▸ PROBLEM DESCRIPTION:
Change every "Note to the class" in the items below to "Instructions for the class", and write all the items out again with nothing else altered.

▸ RECORDS FOR THIS TASK:
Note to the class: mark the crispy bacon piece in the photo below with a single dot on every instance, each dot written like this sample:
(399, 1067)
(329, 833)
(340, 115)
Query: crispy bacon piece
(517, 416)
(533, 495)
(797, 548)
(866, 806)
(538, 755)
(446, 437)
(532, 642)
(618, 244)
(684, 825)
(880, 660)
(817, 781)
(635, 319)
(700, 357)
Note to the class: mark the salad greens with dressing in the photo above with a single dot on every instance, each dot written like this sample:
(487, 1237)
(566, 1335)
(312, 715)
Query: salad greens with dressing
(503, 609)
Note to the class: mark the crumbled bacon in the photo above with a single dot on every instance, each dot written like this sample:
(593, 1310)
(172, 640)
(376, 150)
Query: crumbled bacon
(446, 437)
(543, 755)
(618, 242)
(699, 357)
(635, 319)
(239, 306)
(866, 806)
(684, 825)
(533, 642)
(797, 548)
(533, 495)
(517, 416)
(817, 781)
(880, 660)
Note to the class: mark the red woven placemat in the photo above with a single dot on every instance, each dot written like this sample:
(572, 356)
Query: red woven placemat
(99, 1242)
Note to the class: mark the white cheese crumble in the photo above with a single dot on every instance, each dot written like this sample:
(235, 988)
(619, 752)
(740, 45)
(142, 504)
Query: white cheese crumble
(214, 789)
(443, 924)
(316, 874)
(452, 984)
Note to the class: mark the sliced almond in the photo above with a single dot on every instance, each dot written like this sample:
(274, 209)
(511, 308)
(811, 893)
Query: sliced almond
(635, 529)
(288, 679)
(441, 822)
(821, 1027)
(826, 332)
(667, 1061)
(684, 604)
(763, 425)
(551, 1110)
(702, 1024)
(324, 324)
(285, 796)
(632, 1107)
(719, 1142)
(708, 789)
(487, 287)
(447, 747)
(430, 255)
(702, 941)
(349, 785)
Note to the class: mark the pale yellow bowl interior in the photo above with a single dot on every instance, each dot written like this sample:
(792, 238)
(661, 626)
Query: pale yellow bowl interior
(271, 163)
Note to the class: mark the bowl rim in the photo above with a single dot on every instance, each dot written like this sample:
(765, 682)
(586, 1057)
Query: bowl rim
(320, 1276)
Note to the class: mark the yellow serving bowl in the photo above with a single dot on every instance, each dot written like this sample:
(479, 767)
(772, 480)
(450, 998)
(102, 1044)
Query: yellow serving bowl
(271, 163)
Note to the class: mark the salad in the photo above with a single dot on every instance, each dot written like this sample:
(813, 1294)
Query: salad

▸ EXERCISE OUTPUT:
Instructions for the class: mark the crispy bacon piece in the photo below with a single dot on every instance, each dot written like this sample:
(399, 1067)
(329, 833)
(340, 115)
Query: crispy bacon piece
(517, 416)
(533, 495)
(797, 548)
(866, 806)
(538, 755)
(446, 437)
(532, 642)
(618, 244)
(684, 825)
(880, 660)
(817, 781)
(635, 319)
(700, 357)
Instructions for the class: mark the salad greens with dressing in the photo above with a single dot on every instance, each dot written like this sample:
(487, 1237)
(566, 1335)
(312, 715)
Query: salad greens with dressing
(503, 609)
Instructions for the class: mark the crumbled bacon in the photo above with a single dot on every instance, each dot written like this sample:
(593, 1310)
(172, 640)
(376, 150)
Query: crumbled bacon
(446, 437)
(543, 755)
(618, 242)
(699, 357)
(635, 319)
(239, 306)
(866, 806)
(684, 825)
(533, 642)
(797, 548)
(533, 495)
(517, 416)
(817, 781)
(880, 660)
Instructions for the class: mark the red woven placemat in the photo above with a single dot on every instance, each dot written like this sample:
(572, 356)
Query: red woven placemat
(99, 1242)
Instructions for the class: mark the white cheese crumble in the photo above with a single dot on every instance, each dot written like this sample:
(235, 988)
(619, 752)
(740, 45)
(142, 504)
Query: white cheese crumble
(214, 789)
(443, 924)
(316, 874)
(452, 984)
Instructions for the class: mark the sliced almond in the photo above with a single dot on every instance, each dot written like this sample:
(274, 209)
(511, 308)
(811, 893)
Query: sliced almond
(635, 529)
(288, 679)
(441, 822)
(821, 1027)
(826, 332)
(667, 1061)
(684, 604)
(763, 425)
(551, 1110)
(702, 1024)
(324, 324)
(285, 796)
(632, 1107)
(719, 1142)
(708, 789)
(487, 287)
(447, 747)
(430, 255)
(702, 941)
(349, 785)
Instructions for the class: mark the pale yellow bowl interior in the photo above with a single dot on every instance, each dot written like this sample:
(792, 238)
(661, 626)
Query: pale yellow bowl interior
(271, 163)
Instructions for the class: mark the bowl rim in the photo above with a single dot on every instance, each dot written like this sample:
(765, 682)
(586, 1057)
Query: bowl rim
(320, 1276)
Instructions for the class: mark the yellow serving bowl in the photo above with a single dot on every instance, each dot written like this sample:
(479, 767)
(772, 480)
(450, 998)
(102, 1044)
Query: yellow serving bowl
(271, 163)
Instructions for the class: mark the salad in the photo above with a single dot on every instance, each dot written like this sample:
(813, 1294)
Query: salad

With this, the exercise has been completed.